>>>>>

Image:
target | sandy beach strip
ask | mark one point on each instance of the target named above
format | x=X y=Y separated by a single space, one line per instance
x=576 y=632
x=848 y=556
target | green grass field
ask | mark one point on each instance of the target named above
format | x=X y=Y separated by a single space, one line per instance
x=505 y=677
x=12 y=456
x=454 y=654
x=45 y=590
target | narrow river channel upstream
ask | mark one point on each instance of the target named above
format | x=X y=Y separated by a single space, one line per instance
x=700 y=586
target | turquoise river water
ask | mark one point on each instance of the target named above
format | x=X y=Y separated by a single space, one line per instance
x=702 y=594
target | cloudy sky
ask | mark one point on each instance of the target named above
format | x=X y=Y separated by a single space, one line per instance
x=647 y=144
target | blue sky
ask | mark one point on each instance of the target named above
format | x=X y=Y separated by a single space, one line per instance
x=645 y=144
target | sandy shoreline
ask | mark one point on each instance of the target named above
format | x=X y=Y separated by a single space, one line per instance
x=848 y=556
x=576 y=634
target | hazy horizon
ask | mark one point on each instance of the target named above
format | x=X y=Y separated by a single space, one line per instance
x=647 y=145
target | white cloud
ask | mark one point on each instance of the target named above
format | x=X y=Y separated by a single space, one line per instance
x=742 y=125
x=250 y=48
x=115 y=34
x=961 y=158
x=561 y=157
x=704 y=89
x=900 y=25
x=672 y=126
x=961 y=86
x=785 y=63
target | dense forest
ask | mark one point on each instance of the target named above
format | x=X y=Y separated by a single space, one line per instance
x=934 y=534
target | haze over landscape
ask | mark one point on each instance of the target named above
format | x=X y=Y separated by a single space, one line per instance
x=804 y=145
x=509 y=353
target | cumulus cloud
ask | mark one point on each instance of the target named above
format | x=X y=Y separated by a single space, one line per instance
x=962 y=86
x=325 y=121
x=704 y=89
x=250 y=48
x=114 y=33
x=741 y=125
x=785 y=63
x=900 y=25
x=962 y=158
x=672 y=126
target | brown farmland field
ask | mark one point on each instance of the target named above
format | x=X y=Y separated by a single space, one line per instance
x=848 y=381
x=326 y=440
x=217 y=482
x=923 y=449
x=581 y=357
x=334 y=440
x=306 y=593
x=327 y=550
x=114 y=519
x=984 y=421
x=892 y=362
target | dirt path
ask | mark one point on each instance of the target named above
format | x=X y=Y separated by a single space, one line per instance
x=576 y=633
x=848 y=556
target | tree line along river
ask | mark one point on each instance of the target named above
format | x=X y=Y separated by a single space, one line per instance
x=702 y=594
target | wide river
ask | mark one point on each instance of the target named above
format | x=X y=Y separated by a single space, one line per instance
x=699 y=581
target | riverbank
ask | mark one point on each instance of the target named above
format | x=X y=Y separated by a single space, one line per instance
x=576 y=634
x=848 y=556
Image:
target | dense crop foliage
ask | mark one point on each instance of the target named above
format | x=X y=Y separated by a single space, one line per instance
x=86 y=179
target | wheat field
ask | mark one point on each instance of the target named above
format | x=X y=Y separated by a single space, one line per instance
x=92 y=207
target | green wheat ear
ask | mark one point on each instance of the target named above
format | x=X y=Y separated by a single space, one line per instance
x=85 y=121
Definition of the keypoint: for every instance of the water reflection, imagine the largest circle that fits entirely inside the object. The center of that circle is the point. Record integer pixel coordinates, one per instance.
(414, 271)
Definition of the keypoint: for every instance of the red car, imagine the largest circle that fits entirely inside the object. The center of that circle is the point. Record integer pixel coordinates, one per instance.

<<<<<

* _What you will do_
Output all records exactly, with nothing added or dropped.

* _Task result_
Image:
target | sandy beach strip
ask | mark one point on each instance of the target named above
format | x=X y=Y separated by a single space, one line per instance
x=576 y=632
x=848 y=556
target | green grass field
ask | mark one point on each instance of the target named above
format | x=X y=Y separated by a single space, one line per instance
x=505 y=677
x=12 y=456
x=454 y=654
x=45 y=590
target | narrow river channel upstream
ask | mark one point on each instance of the target named above
format | x=X y=Y separated by a single space, one line per instance
x=700 y=586
target | turquoise river water
ask | mark one point on each instance of the target named above
format | x=X y=Y separated by a single space, one line per instance
x=702 y=594
target | cloudy sky
ask | mark one point on each instance of the target named above
format | x=X y=Y separated by a single space, one line per instance
x=647 y=144
target | blue sky
ask | mark one point on each instance of the target named above
format | x=X y=Y separated by a single space, one line per instance
x=645 y=144
target | sandy shoreline
ask | mark one point on each instance of the target named above
format | x=X y=Y separated by a single space, one line per instance
x=848 y=556
x=576 y=634
target | hazy horizon
ask | mark one point on each instance of the target named above
format | x=X y=Y separated by a single space, one line per instance
x=647 y=145
target | white cloud
ask | mark one point on each instance of the target named above
format | x=X y=Y separated by a single space, one line per instance
x=742 y=125
x=250 y=48
x=115 y=34
x=961 y=158
x=561 y=157
x=704 y=89
x=900 y=25
x=672 y=126
x=961 y=86
x=785 y=63
target | dense forest
ask | mark one point on each instance of the target named above
format | x=X y=Y separated by a single space, one line per instance
x=934 y=534
target | haze over landscape
ask | mark one point on each instance of the target named above
format | x=X y=Y separated by a single space, one line per instance
x=804 y=145
x=509 y=353
target | cumulus cloud
ask | mark one point on each instance of the target named above
format | x=X y=Y separated by a single space, one line per instance
x=962 y=86
x=325 y=121
x=704 y=89
x=250 y=48
x=114 y=33
x=741 y=125
x=785 y=63
x=900 y=25
x=962 y=158
x=672 y=126
target | brown farmland field
ask | mark one point on each instance of the target named above
format | x=X y=Y separated by a single space, one line per instance
x=848 y=381
x=326 y=440
x=217 y=482
x=923 y=449
x=581 y=357
x=334 y=440
x=306 y=593
x=327 y=550
x=114 y=519
x=984 y=421
x=892 y=362
target | dirt path
ask | mark one point on each instance of the target named above
format | x=X y=Y separated by a single space, one line per instance
x=576 y=633
x=848 y=556
target | tree line along river
ask | mark one point on each instance of the target named above
format | x=X y=Y separated by a single space, one line per instance
x=702 y=594
target | wide river
ask | mark one point on each instance of the target named above
format | x=X y=Y separated by a single space, one line per instance
x=699 y=581
target | riverbank
ask | mark one point on each instance of the target named above
format | x=X y=Y separated by a single space, one line per instance
x=576 y=634
x=848 y=556
Image:
target | dense crop foliage
ask | mark one point on each instance of the target named above
format | x=X y=Y separated by a single space, one line per instance
x=86 y=179
target | wheat field
ask | mark one point on each instance of the target named above
format | x=X y=Y separated by a single space, one line per instance
x=92 y=207
target | green wheat ear
ask | mark one point on each instance of the target named above
format | x=X y=Y separated by a single space, one line per instance
x=85 y=121
Definition of the keypoint: for every instance of the water reflection, imagine the largest circle that fits entirely inside the object. The center of that circle is the point. Record integer pixel coordinates, one per instance.
(414, 271)
Definition of the keypoint: for every instance of the red car, imagine the largest circle that fits entirely inside the object. The center of that circle is the point. Record integer pixel coordinates, one per instance.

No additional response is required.